** START OF EXTRACT **
A conversation with Rohin Shah

AI Impacts

A conversation with Rohin Shah

AI Impacts

40 min readNov 12, 2019

Comments 8

Sorted by

New & upvoted

Pablo

I can’t really imagine what would cause me to believe that AI systems will actually do a treacherous turn without ever trying to deceive us before that. But there might be something there. I don’t really know what evidence would move me, any sort of plausible evidence I could see that would move me in that direction.

Perhaps this?

Rohin Shah

In that sentence I meant "a treacherous turn that leads to an existential catastrophe", so I don't think the example you link updates me strongly on that.

While Luke talks about that scenario as an example of a treacherous turn, you could equally well talk about it as an example of "deception", since the evolved creatures are "artificially" reducing their rates of reproduction to give the supervisor / algorithm a "false belief" that they are bad at reproducing. Another example along these lines is when a robot hand "deceives" its human overseer into thinking that it has grasped a ball, when it is in fact in front of the ball.

I think really though these examples aren't that informative because it doesn't seem reasonable to say that the AI system is "trying" to do something in these examples, or that it does some things "deliberately". These behaviors were learned through trial and error. An existential catastrophe style treacherous turn would presumably not happen through trial and error. (Even if it did, it seems like there must have been at least some cases where it tried and failed to take over the world, which seems like a clear and obvious warning shot, that we for some reason completely ignored.)

(If it isn't clear, the thing that I care about is something like "will there be some 'warning shot' that greatly increases the level of concern people have about AI systems, before it is too late".)

Pablo

That makes sense. Thanks for the comment!

cole_haus

Shah thinks there are several things that could change his beliefs, including:

If he learned that evolution actually baked a lot into humans (‘nativism’), he would lengthen the amount of time he thinks there will be before AGI.
** END OF EXTRACT **
** START OF ENTRIES **
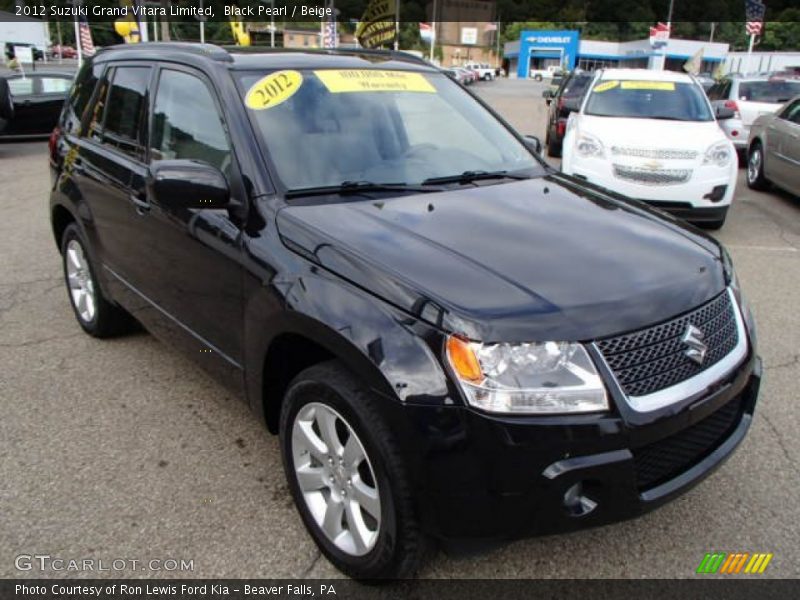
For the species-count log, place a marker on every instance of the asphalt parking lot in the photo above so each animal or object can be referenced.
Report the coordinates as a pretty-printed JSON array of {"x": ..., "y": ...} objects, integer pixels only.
[{"x": 125, "y": 449}]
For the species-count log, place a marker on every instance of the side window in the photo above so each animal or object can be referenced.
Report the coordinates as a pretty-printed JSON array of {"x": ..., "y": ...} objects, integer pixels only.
[
  {"x": 187, "y": 123},
  {"x": 20, "y": 86},
  {"x": 78, "y": 103},
  {"x": 54, "y": 85},
  {"x": 126, "y": 108},
  {"x": 726, "y": 89},
  {"x": 792, "y": 112}
]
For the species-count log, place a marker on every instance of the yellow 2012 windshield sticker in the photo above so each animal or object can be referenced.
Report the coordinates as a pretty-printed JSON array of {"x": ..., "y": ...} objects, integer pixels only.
[
  {"x": 605, "y": 86},
  {"x": 273, "y": 89},
  {"x": 373, "y": 80},
  {"x": 662, "y": 86}
]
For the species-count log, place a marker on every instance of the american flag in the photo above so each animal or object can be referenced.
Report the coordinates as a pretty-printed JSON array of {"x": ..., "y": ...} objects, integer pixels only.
[
  {"x": 85, "y": 37},
  {"x": 329, "y": 37},
  {"x": 754, "y": 14}
]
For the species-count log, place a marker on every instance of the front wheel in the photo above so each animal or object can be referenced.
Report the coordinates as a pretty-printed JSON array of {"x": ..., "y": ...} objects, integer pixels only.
[
  {"x": 96, "y": 315},
  {"x": 755, "y": 168},
  {"x": 346, "y": 475}
]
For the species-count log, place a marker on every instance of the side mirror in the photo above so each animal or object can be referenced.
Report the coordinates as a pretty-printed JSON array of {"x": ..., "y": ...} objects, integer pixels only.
[
  {"x": 533, "y": 143},
  {"x": 723, "y": 112},
  {"x": 183, "y": 184},
  {"x": 570, "y": 104},
  {"x": 6, "y": 101}
]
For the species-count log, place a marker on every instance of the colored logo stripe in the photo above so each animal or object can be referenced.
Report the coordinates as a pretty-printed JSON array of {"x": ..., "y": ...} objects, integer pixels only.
[{"x": 735, "y": 563}]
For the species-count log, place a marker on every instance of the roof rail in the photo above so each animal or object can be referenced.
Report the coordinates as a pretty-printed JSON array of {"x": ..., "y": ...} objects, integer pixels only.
[
  {"x": 211, "y": 50},
  {"x": 395, "y": 54}
]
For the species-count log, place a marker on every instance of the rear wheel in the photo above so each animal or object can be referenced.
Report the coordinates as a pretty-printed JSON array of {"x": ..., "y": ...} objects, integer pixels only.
[
  {"x": 346, "y": 475},
  {"x": 755, "y": 167},
  {"x": 96, "y": 315}
]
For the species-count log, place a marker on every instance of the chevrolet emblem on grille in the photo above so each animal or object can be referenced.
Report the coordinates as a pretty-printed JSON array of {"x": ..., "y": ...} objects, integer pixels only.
[{"x": 693, "y": 338}]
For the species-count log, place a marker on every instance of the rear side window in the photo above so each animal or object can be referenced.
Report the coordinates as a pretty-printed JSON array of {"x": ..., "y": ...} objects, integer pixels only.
[
  {"x": 187, "y": 123},
  {"x": 20, "y": 87},
  {"x": 79, "y": 97},
  {"x": 125, "y": 109},
  {"x": 54, "y": 85}
]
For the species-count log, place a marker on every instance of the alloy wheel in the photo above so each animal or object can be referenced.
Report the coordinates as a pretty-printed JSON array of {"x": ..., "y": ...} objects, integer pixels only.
[
  {"x": 336, "y": 478},
  {"x": 81, "y": 285}
]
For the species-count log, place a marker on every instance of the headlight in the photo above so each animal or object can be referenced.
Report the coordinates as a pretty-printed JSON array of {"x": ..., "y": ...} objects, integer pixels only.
[
  {"x": 545, "y": 377},
  {"x": 588, "y": 145},
  {"x": 718, "y": 154},
  {"x": 733, "y": 281}
]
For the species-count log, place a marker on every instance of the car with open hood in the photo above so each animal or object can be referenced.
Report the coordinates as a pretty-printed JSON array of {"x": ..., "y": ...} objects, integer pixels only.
[{"x": 453, "y": 341}]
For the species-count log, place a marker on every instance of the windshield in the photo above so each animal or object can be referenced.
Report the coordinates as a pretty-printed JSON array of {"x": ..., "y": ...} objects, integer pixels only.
[
  {"x": 774, "y": 92},
  {"x": 327, "y": 127},
  {"x": 634, "y": 99}
]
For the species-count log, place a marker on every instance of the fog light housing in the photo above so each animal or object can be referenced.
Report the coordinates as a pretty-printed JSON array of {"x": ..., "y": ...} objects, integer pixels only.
[{"x": 717, "y": 193}]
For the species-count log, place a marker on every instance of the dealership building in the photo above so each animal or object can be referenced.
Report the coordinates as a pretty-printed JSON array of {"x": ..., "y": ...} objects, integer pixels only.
[{"x": 540, "y": 49}]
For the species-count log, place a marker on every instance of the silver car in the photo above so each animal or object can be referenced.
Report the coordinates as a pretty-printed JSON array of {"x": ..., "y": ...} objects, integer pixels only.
[
  {"x": 750, "y": 97},
  {"x": 773, "y": 154}
]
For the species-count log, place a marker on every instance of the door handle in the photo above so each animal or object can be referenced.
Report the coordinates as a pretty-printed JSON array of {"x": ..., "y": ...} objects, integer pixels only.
[{"x": 142, "y": 206}]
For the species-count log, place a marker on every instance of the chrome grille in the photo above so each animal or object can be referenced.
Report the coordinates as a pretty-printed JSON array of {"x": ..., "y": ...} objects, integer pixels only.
[
  {"x": 652, "y": 176},
  {"x": 654, "y": 358},
  {"x": 662, "y": 153}
]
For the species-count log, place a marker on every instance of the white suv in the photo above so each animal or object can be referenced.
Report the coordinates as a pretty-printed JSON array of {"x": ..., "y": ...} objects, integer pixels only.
[{"x": 653, "y": 135}]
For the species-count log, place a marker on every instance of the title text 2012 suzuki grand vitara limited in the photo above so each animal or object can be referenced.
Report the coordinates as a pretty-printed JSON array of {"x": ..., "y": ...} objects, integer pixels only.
[{"x": 454, "y": 341}]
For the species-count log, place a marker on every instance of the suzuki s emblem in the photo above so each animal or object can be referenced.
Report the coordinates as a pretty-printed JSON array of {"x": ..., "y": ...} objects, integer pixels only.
[
  {"x": 693, "y": 338},
  {"x": 653, "y": 165}
]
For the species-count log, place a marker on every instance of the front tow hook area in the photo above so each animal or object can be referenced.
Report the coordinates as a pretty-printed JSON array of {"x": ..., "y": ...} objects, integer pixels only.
[{"x": 576, "y": 503}]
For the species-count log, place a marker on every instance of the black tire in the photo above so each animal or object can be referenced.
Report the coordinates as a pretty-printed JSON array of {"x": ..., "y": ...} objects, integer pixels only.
[
  {"x": 400, "y": 544},
  {"x": 108, "y": 319},
  {"x": 755, "y": 167},
  {"x": 553, "y": 146}
]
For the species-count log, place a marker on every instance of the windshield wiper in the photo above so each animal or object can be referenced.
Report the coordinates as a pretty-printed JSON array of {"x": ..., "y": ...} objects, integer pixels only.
[
  {"x": 356, "y": 187},
  {"x": 470, "y": 176}
]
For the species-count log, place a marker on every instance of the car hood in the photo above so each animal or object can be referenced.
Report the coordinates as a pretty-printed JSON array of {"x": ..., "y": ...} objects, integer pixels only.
[
  {"x": 530, "y": 260},
  {"x": 653, "y": 133}
]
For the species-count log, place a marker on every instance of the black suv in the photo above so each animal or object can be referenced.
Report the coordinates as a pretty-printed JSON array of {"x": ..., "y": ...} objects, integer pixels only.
[
  {"x": 454, "y": 341},
  {"x": 573, "y": 87}
]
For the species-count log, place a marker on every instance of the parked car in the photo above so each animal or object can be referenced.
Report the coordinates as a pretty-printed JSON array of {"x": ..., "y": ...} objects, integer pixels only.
[
  {"x": 459, "y": 75},
  {"x": 546, "y": 73},
  {"x": 773, "y": 151},
  {"x": 706, "y": 81},
  {"x": 652, "y": 135},
  {"x": 573, "y": 87},
  {"x": 10, "y": 54},
  {"x": 37, "y": 98},
  {"x": 433, "y": 367},
  {"x": 57, "y": 51},
  {"x": 473, "y": 75},
  {"x": 749, "y": 98},
  {"x": 484, "y": 71}
]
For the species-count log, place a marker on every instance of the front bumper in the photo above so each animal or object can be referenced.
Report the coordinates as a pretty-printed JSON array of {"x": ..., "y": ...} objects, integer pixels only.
[
  {"x": 490, "y": 478},
  {"x": 697, "y": 193}
]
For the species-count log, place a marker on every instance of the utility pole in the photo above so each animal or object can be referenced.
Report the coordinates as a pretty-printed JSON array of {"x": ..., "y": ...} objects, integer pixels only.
[
  {"x": 165, "y": 23},
  {"x": 433, "y": 30}
]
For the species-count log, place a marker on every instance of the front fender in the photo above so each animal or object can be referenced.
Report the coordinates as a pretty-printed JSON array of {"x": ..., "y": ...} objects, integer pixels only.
** END OF ENTRIES **
DIRECTION 1:
Answer these questions about the Rohin Shah thread:
(a) What did Rohin Shah say he meant by "a treacherous turn" in the sentence Pablo quoted?
(b) In the robot hand example, where is the hand actually positioned?
(c) According to cole_haus, what would Shah do if he learned that evolution baked a lot into humans?
DIRECTION 2: Pick up the Rohin Shah thread after its final sentence and keep writing it.
The rows can be set aside; nothing here requires them.

EXPECTED ANSWER 1:
(a) He meant "a treacherous turn that leads to an existential catastrophe."
(b) The hand is in front of the ball rather than grasping it.
(c) He would lengthen the amount of time he thinks there will be before AGI.

EXPECTED ANSWER 2:
Tooby and Cosmides are big advocates for the "massive modularity" view--a huge amount of human cognition takes place in specialized, task-tailored modules rather than on one big, domain-general "computer". Common examples of these sorts of modules are:

Chomsky's universal grammar: There's not enough language data for children to learn languages in the absence of inductive biases.
Social exchange: People perform much better at the Wason selection task when the domain is social exchange rather than fully abstract.

Unfortunately, I don't know of any review collecting and examining evidence for the massive modularity view.

(Not sure how much of this Shah already knows.)

Rohin Shah

(Not sure how much of this Shah already knows.)

Not much, sadly. I don't actually intend to learn about it in the near future, because I don't think timelines are particularly decision-relevant to me (though they are to others, especially funders). Thanks for the links!

Tooby and Cosmides are big advocates for the "massive modularity" view--a huge amount of human cognition takes place in specialized, task-tailored modules rather than on one big, domain-general "computer".

On my view, babies would learn a huge amount about the structure of the world simply by interacting with it (pushing over an object can in principle teach you a lot about objects, causality, intuitive physics, etc), and this leads to general patterns that we later call "inductive biases" for more complex tasks. For example, hierarchy is a very useful way to understand basically any environment we are ever in; perhaps babies develop a sense of "hierarchy" which then gets applied to language, explaining how children learn languages so fast.

From the Wikipedia page you linked, challenges to a "rationality" based view:

1. Evolutionary theories using the idea of numerous domain-specific adaptions have produced testable predictions that have been empirically confirmed; the theory of domain-general rational thought has produced no such predictions or confirmations.

I wish they said what these predictions were. I'm not going to chase down this reference.

2. The rapidity of responses such as jealousy due to infidelity indicates a domain-specific dedicated module rather than a general, deliberate, rational calculation of consequences.

This is a good point; in general emotions are probably not learned, for the most part. I'm not sure what's going on there.

3. Reactions may occur instinctively (consistent with innate knowledge) even if a person has not learned such knowledge.

I agree that reflexes are "built-in" and not learned; reflexes are also pretty different from e.g. language. Obviously not everything our bodies do is "learned", reflexes, breathing, digestion, etc. all fall into the "built-in" category. I don't think this says much about what leads humans to be good at chess, language, plumbing, soccer, gardening, etc, which is what I'm more interested in.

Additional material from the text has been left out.